■ **Input**
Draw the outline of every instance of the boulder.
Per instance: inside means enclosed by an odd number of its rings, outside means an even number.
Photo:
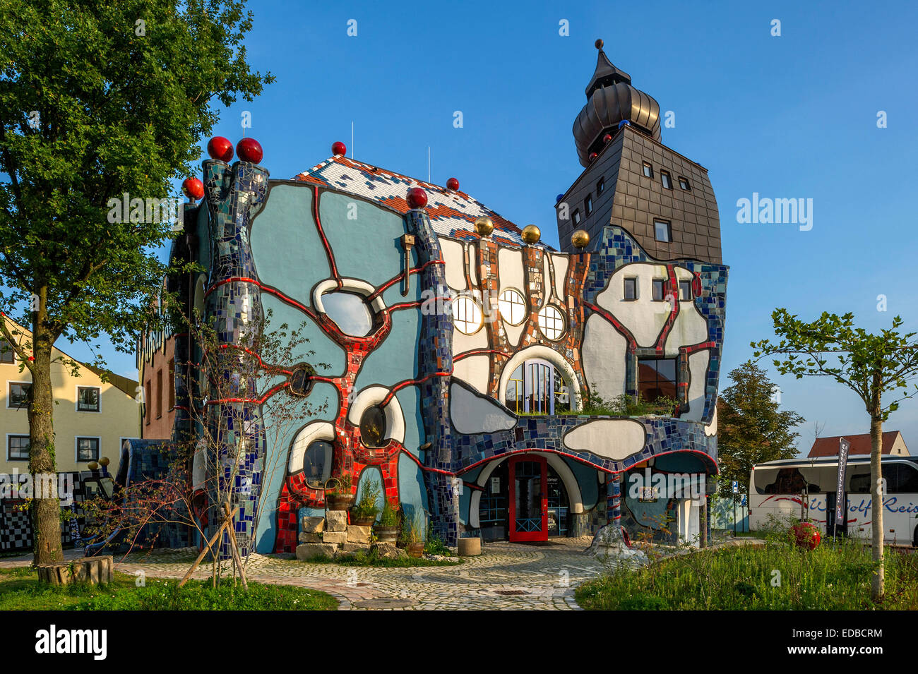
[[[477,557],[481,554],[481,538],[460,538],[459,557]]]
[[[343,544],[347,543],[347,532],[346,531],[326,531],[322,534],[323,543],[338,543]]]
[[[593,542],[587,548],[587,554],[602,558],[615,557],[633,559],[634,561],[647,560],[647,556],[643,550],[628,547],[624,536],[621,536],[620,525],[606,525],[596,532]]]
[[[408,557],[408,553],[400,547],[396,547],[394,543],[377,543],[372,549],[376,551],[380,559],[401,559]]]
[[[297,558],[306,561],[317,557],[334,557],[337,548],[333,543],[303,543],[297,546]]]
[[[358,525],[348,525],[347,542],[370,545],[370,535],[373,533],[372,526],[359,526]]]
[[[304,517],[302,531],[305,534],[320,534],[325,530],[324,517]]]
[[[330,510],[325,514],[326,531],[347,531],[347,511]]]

■ **Your objective**
Set out the entries as a Markdown table with the columns Row and Line, beginning at the first line and continuing through the line containing "[[[304,517],[302,531],[305,534],[320,534],[325,530],[324,517]]]". Skip blank lines and leave the pictures out.

■ **Answer to this exercise**
| Row | Line |
|---|---|
| 1 | Draw the outline of every instance of the boulder. |
| 2 | Per instance: inside means enclosed by an odd number of its rings, outside means an even number. |
| 3 | Photo: |
| 4 | [[[477,557],[481,554],[481,538],[460,538],[459,557]]] |
| 5 | [[[343,544],[347,543],[347,532],[346,531],[326,531],[322,534],[323,543],[338,543]]] |
| 6 | [[[593,542],[587,548],[587,554],[602,558],[615,557],[633,559],[634,561],[647,560],[647,556],[643,550],[628,547],[624,536],[621,536],[620,525],[606,525],[596,532]]] |
| 7 | [[[408,557],[408,553],[400,547],[396,547],[394,543],[377,543],[372,549],[376,551],[380,559],[401,559]]] |
| 8 | [[[297,558],[306,561],[317,557],[334,557],[337,548],[333,543],[303,543],[297,546]]] |
| 9 | [[[358,525],[348,525],[347,542],[370,545],[370,535],[373,533],[372,526],[359,526]]] |
| 10 | [[[304,517],[302,531],[305,534],[320,534],[325,530],[324,517]]] |